- Provided text
Search code examples
rlinear-regressionplm

Fama Macbeth Regression in R pmg


In the past few days I have been trying to find how to do Fama Macbeth regressions in R. It is advised to use the plm package with pmg, however every attempt I do returns me that I have an insufficient number of time periods.

My Dataset consists of 2828419 observations with 13 columns of variables of which I am looking to do multiple cross-sectional regressions. My firms are specified by seriesis, I have got a variable date and want to do the following Fama Macbeth regressions:

totret ~ size
totret ~ momentum
totret ~ reversal
totret ~ volatility
totret ~ value size
totret ~ value + size + momentum
totret ~ value + size + momentum + reversal + volatility

I have been using this command: fpmg <- pmg(totret ~ momentum, Data, index = c("date", "seriesid")

Which returns: Error in pmg(totret ~ mom, Dataset, index = c("seriesid", "datem")) : Insufficient number of time periods

I tried it with my dataset being a datatable, dataframe and pdataframe. Switching the index does not work as well.

My data contains NAs as well.

Who can fix this, or find a different way for me to do Fama Macbeth?


Solution

  • Lately, I fixed the Fama Macbeth regression in R. From a Data Table with all of the characteristics within the rows, the following works and gives the opportunity to equally weight or apply weights to the regression (remove the ",weights = marketcap" for equally weighted). totret is a total return variable, logmarket is the logarithm of market capitalization.

- Provided data
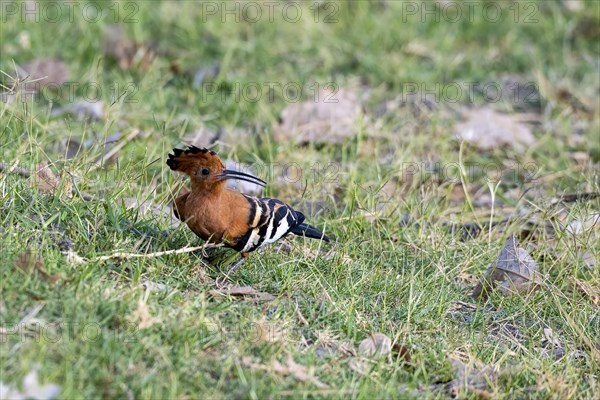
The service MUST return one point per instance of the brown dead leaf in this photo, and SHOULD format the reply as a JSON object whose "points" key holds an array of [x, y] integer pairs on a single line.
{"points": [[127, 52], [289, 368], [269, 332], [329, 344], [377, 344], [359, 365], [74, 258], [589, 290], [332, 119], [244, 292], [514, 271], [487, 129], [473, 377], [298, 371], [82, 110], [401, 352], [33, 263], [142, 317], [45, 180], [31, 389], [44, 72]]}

==

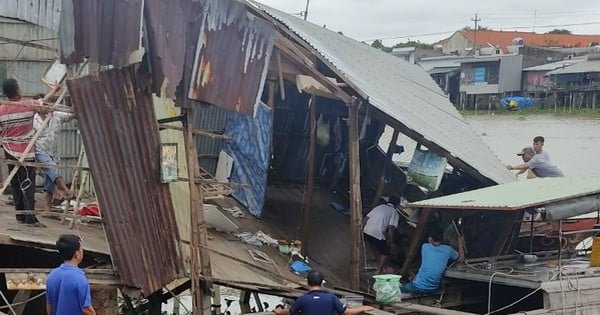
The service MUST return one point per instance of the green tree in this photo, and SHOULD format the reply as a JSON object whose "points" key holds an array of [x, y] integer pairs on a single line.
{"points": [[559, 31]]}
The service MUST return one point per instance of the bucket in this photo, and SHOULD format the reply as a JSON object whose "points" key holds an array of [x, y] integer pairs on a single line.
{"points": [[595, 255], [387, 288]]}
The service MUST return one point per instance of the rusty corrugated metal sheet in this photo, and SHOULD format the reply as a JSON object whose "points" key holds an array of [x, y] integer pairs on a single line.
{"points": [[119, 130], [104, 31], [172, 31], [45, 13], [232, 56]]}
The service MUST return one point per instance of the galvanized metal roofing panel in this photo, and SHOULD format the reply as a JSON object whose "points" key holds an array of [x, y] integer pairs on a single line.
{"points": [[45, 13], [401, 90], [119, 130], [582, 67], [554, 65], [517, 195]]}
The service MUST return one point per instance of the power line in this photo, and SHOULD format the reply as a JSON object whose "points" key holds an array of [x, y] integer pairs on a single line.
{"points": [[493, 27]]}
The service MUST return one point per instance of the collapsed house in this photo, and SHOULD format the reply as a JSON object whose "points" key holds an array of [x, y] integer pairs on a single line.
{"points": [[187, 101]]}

- Prompt
Write the next part of the forum thread on Fama-MacBeth regression in R, picking up right after its final sentence.

- Result of the exercise
    logmarket<- df %>%
      group_by(date) %>%
      summarise(constant = summary(lm(totret~logmarket, weights = marketcap))$coefficient[1],  rsquared = summary(lm(totret~logmarket*, weights = marketcap*))$r.squared, beta= summary(lm(totret~logmarket, weights = marketcap))$coefficient[2])
    

    You obtain a DataFrame with monthly alphas (constant), betas (beta), the R squared (rsquared).

    To retrieve coefficients with t-statistics in a dataframe:

    Summarystatistics <- as.data.frame(matrix(data=NA, nrow=6, ncol=1)
    names(Summarystatistics) <- "logmarket"
    row.names(Summarystatistics) <- c("constant","t-stat", "beta", "tstat", "R^2", "observations")
    Summarystatistics[1,1] <- mean(logmarket$constant)
    Summarystatistics[2,1] <- coeftest(lm(logmarket$constant~1))[1,3]
    Summarystatistics[3,1] <- mean(logmarket$beta)
    Summarystatistics[4,1] <- coeftest(lm(logmarket$beta~1))[1,3]
    Summarystatistics[5,1] <- mean(logmarket$rsquared)
    Summarystatistics[6,1] <- nrow(subset(df, !is.na(logmarket)))